(Excerpts from a segmentation dataset)
↓↓↓

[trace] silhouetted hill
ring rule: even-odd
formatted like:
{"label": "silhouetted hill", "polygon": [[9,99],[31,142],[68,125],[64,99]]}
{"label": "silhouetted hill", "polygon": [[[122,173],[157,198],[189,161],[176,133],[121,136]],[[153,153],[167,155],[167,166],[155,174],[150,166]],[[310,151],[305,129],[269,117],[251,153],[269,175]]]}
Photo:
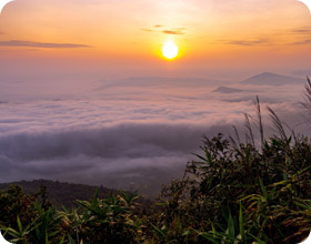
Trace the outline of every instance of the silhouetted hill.
{"label": "silhouetted hill", "polygon": [[243,84],[270,84],[270,85],[282,85],[282,84],[294,84],[294,83],[305,83],[305,79],[287,77],[277,73],[260,73],[251,77],[247,80],[241,81]]}
{"label": "silhouetted hill", "polygon": [[[74,203],[76,200],[90,200],[94,196],[97,190],[100,197],[107,197],[111,193],[120,193],[120,191],[118,190],[107,189],[103,186],[97,187],[91,185],[72,184],[47,180],[0,183],[0,190],[7,190],[10,185],[21,186],[26,194],[38,193],[41,186],[46,186],[48,192],[48,200],[57,207],[61,207],[62,205],[66,207],[77,206],[77,204]],[[144,199],[140,202],[146,205],[150,203],[150,201]]]}
{"label": "silhouetted hill", "polygon": [[234,88],[228,88],[228,87],[219,87],[213,92],[220,92],[220,93],[235,93],[235,92],[243,92],[243,90],[234,89]]}

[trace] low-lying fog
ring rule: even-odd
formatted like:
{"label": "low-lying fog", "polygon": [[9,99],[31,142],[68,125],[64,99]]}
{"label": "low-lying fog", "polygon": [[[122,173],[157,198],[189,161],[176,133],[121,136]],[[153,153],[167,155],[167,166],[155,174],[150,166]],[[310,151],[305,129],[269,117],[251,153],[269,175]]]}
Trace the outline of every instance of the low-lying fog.
{"label": "low-lying fog", "polygon": [[[247,79],[247,78],[245,78]],[[202,135],[243,133],[259,95],[289,125],[303,123],[307,79],[128,78],[0,82],[1,182],[48,179],[156,195],[181,177]]]}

↑↑↑

CHALLENGE:
Return each line of the data above that contains the word "every". Case counts, so match uppercase and lowercase letters exactly.

FINAL RESULT:
Trace the outline of every instance of the silhouetted hill.
Trace the outline of every instance of the low-lying fog.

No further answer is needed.